» Instruction: Copy each line below exactly and leave the pictures out.

◆ ◆ ◆ ◆ ◆

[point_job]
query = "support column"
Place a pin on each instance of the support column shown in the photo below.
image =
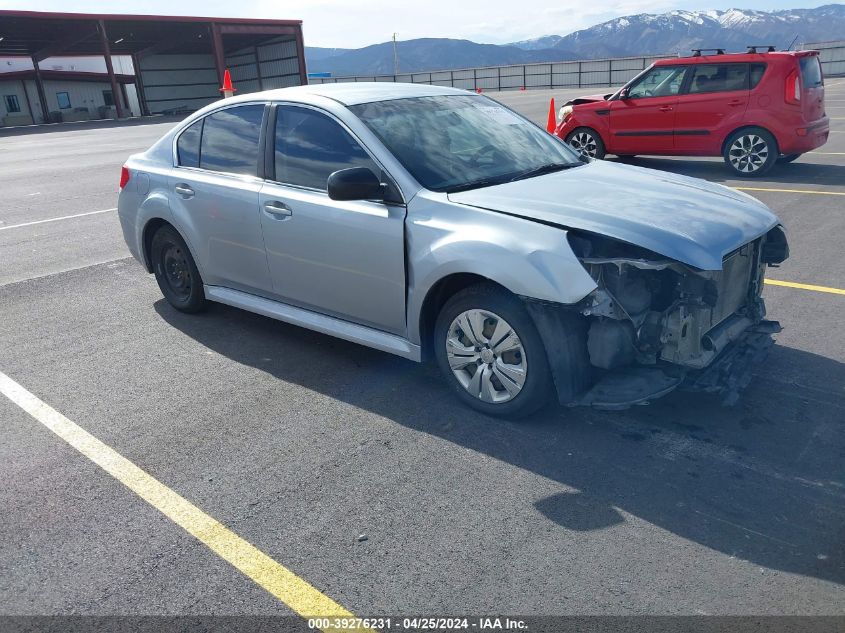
(139, 86)
(110, 70)
(258, 68)
(42, 96)
(300, 52)
(28, 102)
(217, 49)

◆ ◆ ◆ ◆ ◆

» Right answer:
[point_job]
query = "support column"
Place a pin on each instance of the support column shown in the photo below.
image =
(139, 86)
(110, 70)
(258, 68)
(42, 96)
(300, 52)
(28, 102)
(217, 49)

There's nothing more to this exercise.